Instructions for the task
Convert the lines of every item below into a JSON list of strings, one string per line, leaving out blank lines.

The data
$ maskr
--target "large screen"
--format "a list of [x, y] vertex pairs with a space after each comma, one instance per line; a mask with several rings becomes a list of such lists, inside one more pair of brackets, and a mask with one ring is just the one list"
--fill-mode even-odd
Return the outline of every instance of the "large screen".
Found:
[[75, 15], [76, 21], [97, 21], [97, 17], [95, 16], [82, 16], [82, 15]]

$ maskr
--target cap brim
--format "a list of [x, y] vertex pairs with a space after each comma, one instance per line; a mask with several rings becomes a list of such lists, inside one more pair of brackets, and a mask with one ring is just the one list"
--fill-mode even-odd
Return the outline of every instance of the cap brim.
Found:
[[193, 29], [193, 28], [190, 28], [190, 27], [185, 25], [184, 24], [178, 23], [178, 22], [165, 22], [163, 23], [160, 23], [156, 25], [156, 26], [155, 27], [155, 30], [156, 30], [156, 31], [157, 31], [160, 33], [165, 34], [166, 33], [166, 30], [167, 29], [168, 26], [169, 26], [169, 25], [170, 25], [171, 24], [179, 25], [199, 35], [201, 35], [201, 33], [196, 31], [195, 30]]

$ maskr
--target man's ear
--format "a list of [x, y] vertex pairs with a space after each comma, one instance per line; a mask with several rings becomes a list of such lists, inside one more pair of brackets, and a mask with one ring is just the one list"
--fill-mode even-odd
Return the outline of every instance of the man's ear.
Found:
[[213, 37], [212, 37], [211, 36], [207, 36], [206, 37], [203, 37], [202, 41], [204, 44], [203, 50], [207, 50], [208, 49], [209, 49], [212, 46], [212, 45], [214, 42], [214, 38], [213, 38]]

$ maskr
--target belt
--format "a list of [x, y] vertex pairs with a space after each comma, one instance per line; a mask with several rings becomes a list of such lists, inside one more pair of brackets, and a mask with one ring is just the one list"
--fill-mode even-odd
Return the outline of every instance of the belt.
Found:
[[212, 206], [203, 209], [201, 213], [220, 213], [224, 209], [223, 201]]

Reply
[
  "$ maskr",
  "--target \"large screen\"",
  "--format \"a list of [x, y] vertex pairs with a space after each comma, one instance per line; a mask with several rings becomes a list of such lists, inside one more pair of brackets, and a mask with one ring is just the one list\"",
  "--fill-mode even-odd",
  "Return the outline of every instance of the \"large screen\".",
  "Found:",
  "[[75, 15], [76, 21], [97, 21], [97, 17], [95, 16], [82, 16], [82, 15]]",
  "$ maskr",
  "--target cap brim",
  "--format \"a list of [x, y] vertex pairs with a space after each comma, one instance per line; a mask with several rings becomes a list of such lists, inside one more pair of brackets, and a mask with one ring is just the one list\"",
  "--fill-mode even-odd",
  "Return the outline of every instance of the cap brim.",
  "Found:",
  "[[193, 29], [193, 28], [190, 28], [190, 27], [185, 25], [184, 24], [178, 23], [178, 22], [165, 22], [163, 23], [160, 23], [156, 25], [156, 26], [155, 27], [155, 30], [156, 30], [156, 31], [157, 31], [160, 33], [165, 34], [166, 33], [166, 30], [167, 29], [168, 26], [169, 26], [169, 25], [170, 25], [171, 24], [179, 25], [199, 35], [201, 35], [201, 33], [196, 31], [195, 30]]",
  "$ maskr",
  "--target man's ear",
  "--format \"a list of [x, y] vertex pairs with a space after each comma, one instance per line; a mask with several rings becomes a list of such lists, inside one more pair of brackets, and a mask with one ring is just the one list\"",
  "--fill-mode even-odd",
  "Return the outline of every instance of the man's ear.",
  "Found:",
  "[[213, 37], [212, 37], [211, 36], [207, 36], [206, 37], [203, 37], [202, 41], [204, 44], [203, 50], [207, 50], [208, 49], [209, 49], [212, 46], [212, 45], [214, 42], [214, 38], [213, 38]]",
  "$ maskr",
  "--target belt",
  "--format \"a list of [x, y] vertex pairs with a space after each comma, one instance per line; a mask with several rings becomes a list of such lists, inside one more pair of brackets, and a mask with one ring is just the one list\"",
  "--fill-mode even-odd",
  "Return the outline of every instance of the belt.",
  "Found:",
  "[[212, 206], [203, 209], [201, 213], [220, 213], [224, 209], [223, 201]]"
]